## THE TASK:
Please format the data below as a numbered list, one line per item, and leave out the blank lines.

(Records in a dataset)
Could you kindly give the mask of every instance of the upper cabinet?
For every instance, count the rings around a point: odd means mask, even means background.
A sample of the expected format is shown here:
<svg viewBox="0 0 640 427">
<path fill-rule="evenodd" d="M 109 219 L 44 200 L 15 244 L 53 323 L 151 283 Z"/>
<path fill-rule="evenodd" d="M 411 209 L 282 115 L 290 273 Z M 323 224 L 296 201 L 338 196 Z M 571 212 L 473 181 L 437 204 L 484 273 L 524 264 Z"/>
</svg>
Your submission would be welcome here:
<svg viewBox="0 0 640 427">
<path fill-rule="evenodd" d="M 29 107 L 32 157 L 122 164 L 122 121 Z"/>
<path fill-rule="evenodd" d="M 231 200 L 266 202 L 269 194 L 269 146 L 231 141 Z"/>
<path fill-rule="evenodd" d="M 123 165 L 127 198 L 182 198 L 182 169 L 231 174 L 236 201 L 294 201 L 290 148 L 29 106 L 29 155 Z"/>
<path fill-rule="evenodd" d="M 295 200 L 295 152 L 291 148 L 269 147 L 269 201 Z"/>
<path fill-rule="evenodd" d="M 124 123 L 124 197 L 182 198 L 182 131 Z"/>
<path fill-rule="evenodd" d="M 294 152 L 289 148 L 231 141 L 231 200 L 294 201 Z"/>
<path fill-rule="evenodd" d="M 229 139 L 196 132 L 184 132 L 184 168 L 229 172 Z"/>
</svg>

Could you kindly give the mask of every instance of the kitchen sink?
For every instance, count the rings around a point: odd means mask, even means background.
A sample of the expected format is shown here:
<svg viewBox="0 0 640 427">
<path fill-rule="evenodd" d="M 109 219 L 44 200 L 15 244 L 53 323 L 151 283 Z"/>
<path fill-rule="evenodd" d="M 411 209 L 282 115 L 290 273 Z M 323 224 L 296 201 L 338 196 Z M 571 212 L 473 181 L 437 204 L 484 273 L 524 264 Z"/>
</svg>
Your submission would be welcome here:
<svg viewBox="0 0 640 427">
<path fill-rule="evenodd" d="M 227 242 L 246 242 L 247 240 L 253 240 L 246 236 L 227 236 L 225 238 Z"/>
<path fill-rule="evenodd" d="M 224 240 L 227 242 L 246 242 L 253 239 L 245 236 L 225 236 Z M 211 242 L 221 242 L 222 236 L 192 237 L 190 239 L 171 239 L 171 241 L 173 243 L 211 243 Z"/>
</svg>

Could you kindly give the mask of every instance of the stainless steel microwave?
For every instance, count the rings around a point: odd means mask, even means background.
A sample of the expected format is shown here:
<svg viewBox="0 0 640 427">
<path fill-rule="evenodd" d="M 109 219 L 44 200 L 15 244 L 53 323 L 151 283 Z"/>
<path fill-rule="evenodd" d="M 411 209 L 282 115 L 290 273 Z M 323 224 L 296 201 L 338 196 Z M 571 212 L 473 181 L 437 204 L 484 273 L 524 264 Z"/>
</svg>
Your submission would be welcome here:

## RESULT:
1. Could you kindly give the mask of every instance of the upper cabinet?
2. For every instance, count the rings around a point: odd means mask, even means background.
3. A sample of the expected format is shown here:
4. <svg viewBox="0 0 640 427">
5. <path fill-rule="evenodd" d="M 109 219 L 44 200 L 15 244 L 53 323 L 151 283 Z"/>
6. <path fill-rule="evenodd" d="M 411 209 L 282 115 L 290 273 Z M 323 224 L 296 201 L 338 196 Z M 571 212 L 473 181 L 437 204 L 484 273 L 524 264 Z"/>
7. </svg>
8. Your submission would be welcome here:
9. <svg viewBox="0 0 640 427">
10. <path fill-rule="evenodd" d="M 29 107 L 32 157 L 122 164 L 122 121 Z"/>
11. <path fill-rule="evenodd" d="M 231 200 L 266 202 L 269 194 L 269 146 L 231 141 Z"/>
12. <path fill-rule="evenodd" d="M 123 165 L 127 198 L 182 198 L 182 169 L 231 174 L 236 201 L 294 201 L 290 148 L 29 106 L 29 155 Z"/>
13. <path fill-rule="evenodd" d="M 295 200 L 295 152 L 291 148 L 269 147 L 269 201 Z"/>
14. <path fill-rule="evenodd" d="M 124 123 L 124 197 L 182 198 L 182 131 Z"/>
15. <path fill-rule="evenodd" d="M 294 152 L 289 148 L 231 141 L 231 200 L 294 201 Z"/>
16. <path fill-rule="evenodd" d="M 229 139 L 196 132 L 184 132 L 184 168 L 229 172 Z"/>
17. </svg>
18. Could you kindly give the mask of every instance of the kitchen sink?
19. For every instance, count the rings around a point: odd means mask, even means background.
20. A sample of the expected format is shown here:
21. <svg viewBox="0 0 640 427">
22. <path fill-rule="evenodd" d="M 109 219 L 44 200 L 15 244 L 53 323 L 151 283 Z"/>
23. <path fill-rule="evenodd" d="M 411 209 L 282 115 L 290 273 Z M 323 224 L 296 201 L 338 196 Z M 571 212 L 473 181 L 437 204 L 484 273 L 524 264 Z"/>
24. </svg>
25. Your submission would be welcome here:
26. <svg viewBox="0 0 640 427">
27. <path fill-rule="evenodd" d="M 227 242 L 246 242 L 247 240 L 253 240 L 246 236 L 227 236 L 225 238 Z"/>
28. <path fill-rule="evenodd" d="M 224 240 L 227 242 L 246 242 L 253 239 L 245 236 L 225 236 Z M 211 242 L 221 242 L 222 236 L 192 237 L 190 239 L 171 239 L 171 241 L 173 243 L 211 243 Z"/>
29. </svg>
30. Could you kindly give the mask of every instance of the stainless steel microwave?
31. For every instance, count the rings around a point: odd means mask, even means background.
32. A sample of the expected format is shown here:
33. <svg viewBox="0 0 640 427">
34. <path fill-rule="evenodd" d="M 109 219 L 44 200 L 15 244 L 53 323 L 151 283 Z"/>
35. <path fill-rule="evenodd" d="M 411 209 L 282 115 L 290 273 Z M 323 224 L 296 201 L 338 196 Z M 571 212 L 473 181 L 437 204 L 484 273 L 524 264 Z"/>
36. </svg>
37. Your submission would be welcome here:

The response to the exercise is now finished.